- **Activity**
Nothing but an exact copy of the data should be output.
------ Records for this exercise ------
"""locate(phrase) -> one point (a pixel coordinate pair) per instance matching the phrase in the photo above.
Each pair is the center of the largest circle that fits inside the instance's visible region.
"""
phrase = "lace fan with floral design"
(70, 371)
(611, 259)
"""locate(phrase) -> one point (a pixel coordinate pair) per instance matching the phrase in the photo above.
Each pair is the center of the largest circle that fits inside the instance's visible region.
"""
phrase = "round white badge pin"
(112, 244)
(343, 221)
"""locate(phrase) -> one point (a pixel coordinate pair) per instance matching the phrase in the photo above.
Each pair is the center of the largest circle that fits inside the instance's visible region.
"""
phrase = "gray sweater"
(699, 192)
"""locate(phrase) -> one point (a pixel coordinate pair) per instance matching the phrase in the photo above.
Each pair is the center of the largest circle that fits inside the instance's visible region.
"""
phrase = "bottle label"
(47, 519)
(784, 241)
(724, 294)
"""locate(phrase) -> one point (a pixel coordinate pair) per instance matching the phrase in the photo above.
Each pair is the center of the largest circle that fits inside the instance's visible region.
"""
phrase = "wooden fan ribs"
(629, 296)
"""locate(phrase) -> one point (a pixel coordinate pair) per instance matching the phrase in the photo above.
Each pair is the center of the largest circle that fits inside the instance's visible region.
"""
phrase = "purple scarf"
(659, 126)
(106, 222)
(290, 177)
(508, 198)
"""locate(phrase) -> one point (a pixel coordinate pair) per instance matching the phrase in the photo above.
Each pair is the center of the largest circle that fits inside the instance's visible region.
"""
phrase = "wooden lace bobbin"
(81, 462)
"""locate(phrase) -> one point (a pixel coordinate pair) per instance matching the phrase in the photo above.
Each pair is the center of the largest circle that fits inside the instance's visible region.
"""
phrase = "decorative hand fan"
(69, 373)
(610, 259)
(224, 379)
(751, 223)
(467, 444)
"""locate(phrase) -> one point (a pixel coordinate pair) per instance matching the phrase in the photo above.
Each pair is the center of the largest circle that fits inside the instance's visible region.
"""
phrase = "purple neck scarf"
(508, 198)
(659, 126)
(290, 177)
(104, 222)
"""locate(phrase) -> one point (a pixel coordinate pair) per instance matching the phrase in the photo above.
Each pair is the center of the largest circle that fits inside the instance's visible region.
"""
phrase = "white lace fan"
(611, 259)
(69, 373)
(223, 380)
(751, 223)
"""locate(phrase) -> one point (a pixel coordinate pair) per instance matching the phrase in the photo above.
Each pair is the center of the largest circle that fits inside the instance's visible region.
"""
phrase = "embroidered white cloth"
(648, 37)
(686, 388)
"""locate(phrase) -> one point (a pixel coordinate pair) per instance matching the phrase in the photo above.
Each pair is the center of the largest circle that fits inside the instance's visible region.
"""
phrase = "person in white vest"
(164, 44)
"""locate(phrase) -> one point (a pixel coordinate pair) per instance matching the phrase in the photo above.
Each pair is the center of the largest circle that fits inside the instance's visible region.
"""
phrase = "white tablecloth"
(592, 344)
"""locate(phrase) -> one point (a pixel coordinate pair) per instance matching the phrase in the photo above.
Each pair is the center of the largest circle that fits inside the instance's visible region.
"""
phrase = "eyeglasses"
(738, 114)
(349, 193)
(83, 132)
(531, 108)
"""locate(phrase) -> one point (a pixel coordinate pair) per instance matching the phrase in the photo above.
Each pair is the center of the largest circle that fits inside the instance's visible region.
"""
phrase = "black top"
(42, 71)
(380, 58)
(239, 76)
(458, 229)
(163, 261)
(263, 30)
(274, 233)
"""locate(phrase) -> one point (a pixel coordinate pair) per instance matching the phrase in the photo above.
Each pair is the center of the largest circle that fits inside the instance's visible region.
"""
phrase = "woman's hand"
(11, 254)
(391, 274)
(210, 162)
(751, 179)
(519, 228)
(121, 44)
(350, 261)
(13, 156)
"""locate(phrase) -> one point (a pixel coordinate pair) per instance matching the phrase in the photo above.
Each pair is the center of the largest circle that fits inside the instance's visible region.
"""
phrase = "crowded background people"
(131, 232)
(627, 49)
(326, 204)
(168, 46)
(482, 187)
------
- **Answer box**
"""locate(phrase) -> one point (a pixel coordinate pair) per instance matching the phrase in the photo above.
Each pair is the center of the largest circle that fits inside the instance's visible region.
"""
phrase = "lace fan with floral design"
(70, 371)
(611, 259)
"""locate(phrase) -> one point (a pixel coordinate pair) per instance matching the phrase in the photo above.
Each pair is the center of the largest circle that fits inside the instance's visible region.
"""
phrase = "round white badge pin"
(112, 244)
(343, 221)
"""locate(phrase) -> one point (a pixel coordinate pair) per instance matching the phrase in the photo above.
Each pair is the center of the largest circle that fits inside the instance's visible region.
"""
phrase = "gray sweater"
(699, 192)
"""locate(phrase) -> one point (a pixel coordinate pair) per instance matching the phrase in the photo above.
Each pair is the center of the largest circle that fits inside the instance's visible region.
"""
phrase = "bottle label"
(47, 519)
(784, 241)
(724, 294)
"""locate(phrase) -> one point (a pixel coordinate pair) per instance matching the phrase in the photo above.
Each pair is the center of the largest circle that fits inside the instance's visible region.
"""
phrase = "wooden fan ribs"
(629, 296)
"""locate(phrase) -> one point (a pixel coordinate pair) per instance matching the phrase in the photo above.
Each pair is the center of the largest circle that fits inside the instance's visible region.
"""
phrase = "purple scarf"
(659, 126)
(106, 222)
(290, 177)
(508, 198)
"""locate(phrase) -> one point (a pixel coordinate pair) per instance matching the phrase in the photo above.
Each pair is the center of the largest circle that fits inside the instance's visible region.
"""
phrase = "wooden lace bobbin"
(81, 462)
"""locate(phrase) -> one point (a pixel coordinate pair) per instance matching the phrase in the photo above.
Each pair is the center of the largest circle that fits inside the instance's visible region.
"""
phrase = "decorative hand fan"
(69, 373)
(610, 259)
(224, 379)
(751, 223)
(467, 444)
"""locate(phrase) -> one point (a pixel coordinate pair) per instance matching the phrase in the photo above.
Each pair is the center of the largest circle that fits inside the instance's visible region.
"""
phrase = "purple neck scarf"
(508, 198)
(659, 126)
(290, 177)
(104, 222)
"""locate(phrase) -> one point (a pixel coordinate pair) per instance matching the phrase in the photo above.
Each pair is the center of the largest circle that fits inside the instance's visible region.
"""
phrase = "white lace fan"
(611, 259)
(69, 373)
(223, 380)
(751, 223)
"""locate(phrase) -> one point (a pixel coordinate pair) per instance matching the phrase in the photo above.
Each pair is the center of the largest circle that fits inside the instance's visible region.
"""
phrase = "embroidered white cloth"
(648, 37)
(686, 388)
"""locate(phrase) -> one point (a pixel coordinate pair) per instance matching the phrase in the photo above.
Each pair is the center of the largest circle that fits inside the instance's visible region.
"""
phrase = "person in white vest"
(164, 44)
"""locate(phrase) -> one point (a pixel coordinate pair) per instance matching the phrase in the photo above.
Each pair is the center of the largest circle that fits inside the instance's visible region.
"""
phrase = "white tablecloth"
(592, 344)
"""locate(phrase) -> one point (a pixel coordinate pair) per instance matching the phrase in the photo above.
Each pair is the center of the largest circle that fits inside the instance's visible region.
"""
phrase = "eyeglasses"
(738, 114)
(349, 193)
(83, 132)
(531, 108)
"""locate(phrase) -> one point (a pixel coordinate pair) per instance matching the phrase in the photo above.
Each pair is the center of the largest circle that fits inside the instance's visible region.
"""
phrase = "black top"
(42, 71)
(380, 58)
(239, 76)
(458, 229)
(163, 261)
(263, 30)
(274, 233)
"""locate(phrase) -> one point (a pixel coordinate pair) per instance matching the phrase in the photo above.
Each pair is the center of the largest circle that fits inside the instance's visible region.
"""
phrase = "woman's hand"
(11, 254)
(391, 274)
(210, 162)
(751, 179)
(519, 228)
(121, 44)
(350, 261)
(13, 156)
"""locate(phrase) -> one point (a pixel coordinate pair) per instance matching the phrase in the photo above.
Each pair is the center of the largest circle that fits inside the instance's visible region.
"""
phrase = "crowded background people"
(131, 232)
(627, 49)
(326, 204)
(168, 46)
(482, 187)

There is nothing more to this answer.